§ Supplied material
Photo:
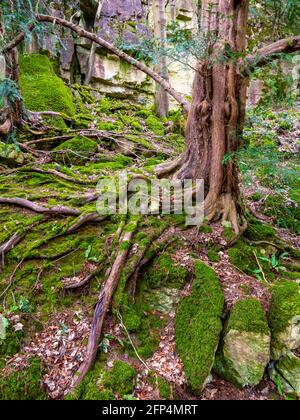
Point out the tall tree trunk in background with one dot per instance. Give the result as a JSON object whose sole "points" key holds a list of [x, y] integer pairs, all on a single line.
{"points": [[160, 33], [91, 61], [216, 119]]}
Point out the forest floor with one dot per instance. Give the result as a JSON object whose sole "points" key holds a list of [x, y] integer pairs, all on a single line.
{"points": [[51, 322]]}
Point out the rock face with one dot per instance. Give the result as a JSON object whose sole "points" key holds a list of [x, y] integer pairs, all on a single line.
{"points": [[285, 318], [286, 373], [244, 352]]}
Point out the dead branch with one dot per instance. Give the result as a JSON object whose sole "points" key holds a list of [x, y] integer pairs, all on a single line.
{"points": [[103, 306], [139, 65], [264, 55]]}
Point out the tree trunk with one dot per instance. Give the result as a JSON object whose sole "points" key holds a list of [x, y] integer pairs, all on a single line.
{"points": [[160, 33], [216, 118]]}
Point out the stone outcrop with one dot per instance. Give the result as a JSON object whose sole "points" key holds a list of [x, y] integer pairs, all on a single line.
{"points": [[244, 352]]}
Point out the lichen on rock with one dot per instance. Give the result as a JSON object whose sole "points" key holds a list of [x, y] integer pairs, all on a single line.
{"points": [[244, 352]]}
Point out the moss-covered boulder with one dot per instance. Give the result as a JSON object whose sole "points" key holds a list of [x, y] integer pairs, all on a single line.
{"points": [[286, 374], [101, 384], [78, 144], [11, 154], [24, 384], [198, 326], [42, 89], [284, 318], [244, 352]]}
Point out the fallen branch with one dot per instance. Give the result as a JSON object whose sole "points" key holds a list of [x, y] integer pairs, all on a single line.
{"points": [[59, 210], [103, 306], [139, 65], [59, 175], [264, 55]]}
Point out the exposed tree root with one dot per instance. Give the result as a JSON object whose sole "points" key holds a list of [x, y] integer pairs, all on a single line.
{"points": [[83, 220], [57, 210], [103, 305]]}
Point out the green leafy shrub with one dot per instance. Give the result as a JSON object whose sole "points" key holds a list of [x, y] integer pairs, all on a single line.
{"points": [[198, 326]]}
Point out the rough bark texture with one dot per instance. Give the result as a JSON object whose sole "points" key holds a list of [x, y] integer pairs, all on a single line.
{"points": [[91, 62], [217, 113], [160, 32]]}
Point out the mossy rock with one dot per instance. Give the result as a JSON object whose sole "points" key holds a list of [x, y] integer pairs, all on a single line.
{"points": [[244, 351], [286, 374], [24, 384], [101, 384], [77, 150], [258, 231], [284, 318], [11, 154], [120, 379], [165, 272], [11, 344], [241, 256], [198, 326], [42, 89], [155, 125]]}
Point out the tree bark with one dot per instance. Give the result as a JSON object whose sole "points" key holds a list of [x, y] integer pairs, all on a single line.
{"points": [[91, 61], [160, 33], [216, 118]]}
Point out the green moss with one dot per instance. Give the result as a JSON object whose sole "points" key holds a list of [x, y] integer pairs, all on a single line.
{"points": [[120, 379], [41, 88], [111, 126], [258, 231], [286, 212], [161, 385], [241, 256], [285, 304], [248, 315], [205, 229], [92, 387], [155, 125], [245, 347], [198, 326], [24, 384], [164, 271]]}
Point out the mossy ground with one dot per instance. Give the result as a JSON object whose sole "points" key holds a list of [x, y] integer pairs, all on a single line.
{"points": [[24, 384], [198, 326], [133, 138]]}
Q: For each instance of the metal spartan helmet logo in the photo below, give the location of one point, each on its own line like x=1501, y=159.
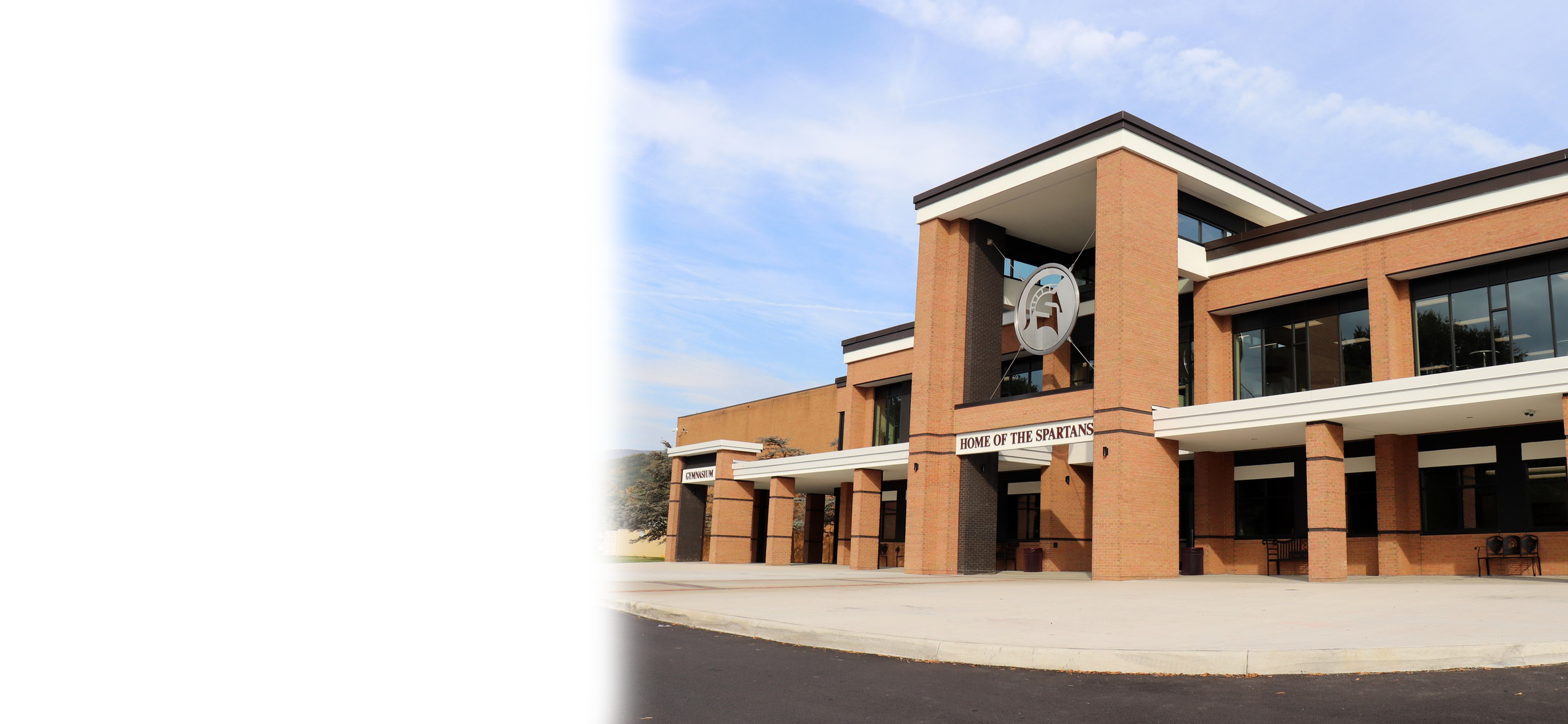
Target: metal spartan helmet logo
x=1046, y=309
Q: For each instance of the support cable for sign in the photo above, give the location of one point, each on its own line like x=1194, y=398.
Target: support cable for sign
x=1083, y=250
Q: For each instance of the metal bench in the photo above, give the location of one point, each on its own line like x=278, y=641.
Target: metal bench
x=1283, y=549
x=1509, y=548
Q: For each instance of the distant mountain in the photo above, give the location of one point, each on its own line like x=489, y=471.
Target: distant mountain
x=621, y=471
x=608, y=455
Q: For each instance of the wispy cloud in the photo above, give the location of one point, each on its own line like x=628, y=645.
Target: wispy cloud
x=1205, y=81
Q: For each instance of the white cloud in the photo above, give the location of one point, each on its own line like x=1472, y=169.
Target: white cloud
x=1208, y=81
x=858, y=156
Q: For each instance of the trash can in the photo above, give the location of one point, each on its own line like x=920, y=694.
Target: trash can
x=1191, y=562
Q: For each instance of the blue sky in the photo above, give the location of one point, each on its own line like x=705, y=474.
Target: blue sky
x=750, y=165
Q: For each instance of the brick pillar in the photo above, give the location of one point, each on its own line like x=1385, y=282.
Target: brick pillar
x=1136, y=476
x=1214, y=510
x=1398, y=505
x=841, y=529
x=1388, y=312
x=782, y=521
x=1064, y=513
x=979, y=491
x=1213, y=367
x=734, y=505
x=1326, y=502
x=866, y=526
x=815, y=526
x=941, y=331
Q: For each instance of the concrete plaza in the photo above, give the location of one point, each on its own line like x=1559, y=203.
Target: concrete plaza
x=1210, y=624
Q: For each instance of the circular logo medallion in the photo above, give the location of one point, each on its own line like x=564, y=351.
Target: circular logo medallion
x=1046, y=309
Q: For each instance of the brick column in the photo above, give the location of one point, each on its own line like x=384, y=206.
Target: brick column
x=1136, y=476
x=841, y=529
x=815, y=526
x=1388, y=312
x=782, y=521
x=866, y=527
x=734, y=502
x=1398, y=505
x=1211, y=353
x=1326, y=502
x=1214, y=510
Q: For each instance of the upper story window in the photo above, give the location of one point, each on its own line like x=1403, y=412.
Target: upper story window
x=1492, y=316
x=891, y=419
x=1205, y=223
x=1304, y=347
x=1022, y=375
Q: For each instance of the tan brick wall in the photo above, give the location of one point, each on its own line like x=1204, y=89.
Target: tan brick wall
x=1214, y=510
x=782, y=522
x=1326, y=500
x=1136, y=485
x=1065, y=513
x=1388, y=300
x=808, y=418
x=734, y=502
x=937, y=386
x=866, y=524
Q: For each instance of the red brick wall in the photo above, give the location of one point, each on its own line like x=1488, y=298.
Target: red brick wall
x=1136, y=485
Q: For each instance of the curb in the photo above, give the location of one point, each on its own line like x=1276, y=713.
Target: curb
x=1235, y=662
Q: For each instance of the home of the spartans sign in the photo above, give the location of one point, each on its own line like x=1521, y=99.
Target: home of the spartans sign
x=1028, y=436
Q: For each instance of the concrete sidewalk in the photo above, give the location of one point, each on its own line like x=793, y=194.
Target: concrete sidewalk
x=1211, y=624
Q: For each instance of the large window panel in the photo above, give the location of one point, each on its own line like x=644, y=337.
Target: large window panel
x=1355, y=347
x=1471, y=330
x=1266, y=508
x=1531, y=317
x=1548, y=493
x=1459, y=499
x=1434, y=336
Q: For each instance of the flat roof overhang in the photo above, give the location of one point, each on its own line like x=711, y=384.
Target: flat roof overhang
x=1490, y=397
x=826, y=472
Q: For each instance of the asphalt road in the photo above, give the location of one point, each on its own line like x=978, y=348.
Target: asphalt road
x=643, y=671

* * *

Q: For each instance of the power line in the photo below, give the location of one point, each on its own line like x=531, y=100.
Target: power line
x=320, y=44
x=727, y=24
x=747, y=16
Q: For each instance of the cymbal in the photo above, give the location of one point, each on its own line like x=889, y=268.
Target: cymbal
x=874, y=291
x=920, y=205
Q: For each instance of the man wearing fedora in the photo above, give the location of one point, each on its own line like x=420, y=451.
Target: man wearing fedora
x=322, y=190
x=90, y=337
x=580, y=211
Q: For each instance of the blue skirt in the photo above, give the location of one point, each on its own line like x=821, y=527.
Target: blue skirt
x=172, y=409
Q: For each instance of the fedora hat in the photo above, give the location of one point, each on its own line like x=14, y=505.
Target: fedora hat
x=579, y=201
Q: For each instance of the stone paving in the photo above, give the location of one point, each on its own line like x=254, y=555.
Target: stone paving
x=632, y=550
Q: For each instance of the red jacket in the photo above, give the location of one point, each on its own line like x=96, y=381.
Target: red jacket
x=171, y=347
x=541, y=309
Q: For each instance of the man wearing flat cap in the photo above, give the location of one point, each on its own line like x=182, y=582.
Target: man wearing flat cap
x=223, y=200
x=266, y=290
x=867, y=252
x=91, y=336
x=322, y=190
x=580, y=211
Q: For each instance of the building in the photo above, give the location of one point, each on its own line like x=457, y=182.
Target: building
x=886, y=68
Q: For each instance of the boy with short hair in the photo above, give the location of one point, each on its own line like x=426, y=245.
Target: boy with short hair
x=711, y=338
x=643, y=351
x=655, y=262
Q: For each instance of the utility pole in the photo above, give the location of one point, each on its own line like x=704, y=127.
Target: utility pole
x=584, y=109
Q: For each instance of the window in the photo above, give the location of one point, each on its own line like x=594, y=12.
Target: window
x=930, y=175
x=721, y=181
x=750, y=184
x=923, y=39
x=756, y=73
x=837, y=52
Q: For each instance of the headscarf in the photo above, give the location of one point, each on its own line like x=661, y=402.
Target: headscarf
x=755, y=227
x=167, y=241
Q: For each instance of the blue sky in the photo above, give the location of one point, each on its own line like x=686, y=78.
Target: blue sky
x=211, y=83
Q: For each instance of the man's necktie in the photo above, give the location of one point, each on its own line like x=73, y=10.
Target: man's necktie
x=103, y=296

§ Aim of the exercise
Every line that holds the word "below" should be copied from the records above.

§ Output
Q: For each instance of the metal spartan helmet logo in the photo below, give the location of one point, each on its own line like x=1501, y=159.
Q: For each instance of the power line in the photo below, give the location of one point, each on its own line like x=531, y=100.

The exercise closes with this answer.